- _Consignes_:
- a) Traduisez en anglais cette phrase du texte sur les startups Greentech : « Les startups dans le secteur Greentech exploitent de manière innovante l’IA pour répondre aux défis environnementaux. »
- b) D'après le texte sur les startups Greentech, sur quelle infrastructure repose la plateforme de Pendulum ?
- c) Poursuivez le texte sur les startups Greentech après sa dernière phrase.

- _Extrait choisi_:
Les startups dans le secteur Greentech exploitent de manière innovante l’IA pour répondre aux défis environnementaux.
À Seattle, Pendulum se distingue en utilisant l’intelligence artificielle générative pour décarboner les chaînes d’approvisionnement et résoudre des problèmes complexes dans des secteurs variés comme le commerce, la santé mondiale et la sécurité nationale. Leur plateforme, basée sur AWS, prédit la demande, optimise l’approvisionnement et géolocalise les expéditions, permettant ainsi aux entreprises de réduire le gaspillage, les pertes de revenus et les émissions de gaz à effet de serre. Pendulum accélère également la valeur pour ses clients en extrayant rapidement des informations pertinentes à partir de documents complexes grâce à l’IA générative.

À San Francisco, Station A facilite l’achat et la vente d’énergie propre en utilisant une technologie d’IA qui collecte et synthétise des données géospatiales, environnementales et financières. Cette plateforme permet une analyse détaillée des portefeuilles énergétiques à partir de simples listes d’adresses, simplifiant ainsi la mise en relation des acheteurs et des vendeurs d’énergie propre. Station A assiste également ses utilisateurs dans l’interprétation et la comparaison des offres, offrant un accès à des conseillers en énergie propre au besoin.

- _Données brutes_:
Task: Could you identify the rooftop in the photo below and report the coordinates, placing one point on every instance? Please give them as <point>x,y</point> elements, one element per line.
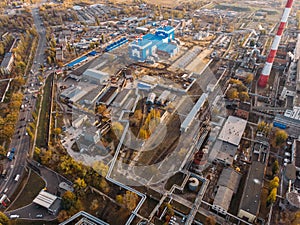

- _Résultats_:
- a) Startups in the greentech sector are using AI in innovative ways to address environmental challenges.

- b) Sur AWS.

- c)
Basée à Reno, dans le Nevada, nZero propose une plateforme de gestion et de comptabilité du carbone en temps réel, permettant aux organisations de suivre, gérer et réduire leurs émissions de carbone. Leur technologie utilise l’IA et l’apprentissage automatique pour collecter des données de première main et générer des analyses prédictives, ayant déjà accumulé plus d’un milliard de points de données depuis sa création.

En Californie, Seeing the Wood for the Trees, avec le soutien de NVIDIA, utilise l’IA pour modéliser des milliards d’arbres et d’autres végétations inflammables telles que les landes et les prairies. Cela aide les gestionnaires de terres, les comtés et les districts de lutte contre les incendies en Amérique du Nord à renforcer leur résilience face aux incendies de forêt et au changement climatique.

 

  1. Des initiatives publiques pour pousser la recherche en IA sur le réchauffement climatique

 

Des fonds importants ont été alloués pour stimuler la recherche en intelligence artificielle dans le domaine du climat. En mai dernier, la National Science Foundation (NSF) et le Département de l’Énergie (DOE) des États-Unis ont annoncé que 35 projets bénéficieraient de temps de calcul grâce au programme pilote National Artificial Intelligence Research Resource (NAIRR). Ce programme marque une avancée majeure dans la promotion de la recherche responsable en IA à travers le pays, conformément à l’annonce conjointe de la NSF et du DOE. Initié en réponse à l’Ordre exécutif du président Joe Biden sur le développement sûr, sécurisé et éthique de l’IA, le programme pilote NAIRR offrira aux chercheurs et aux étudiants en IA un accès à des ressources et à des données clés pour leurs recherches.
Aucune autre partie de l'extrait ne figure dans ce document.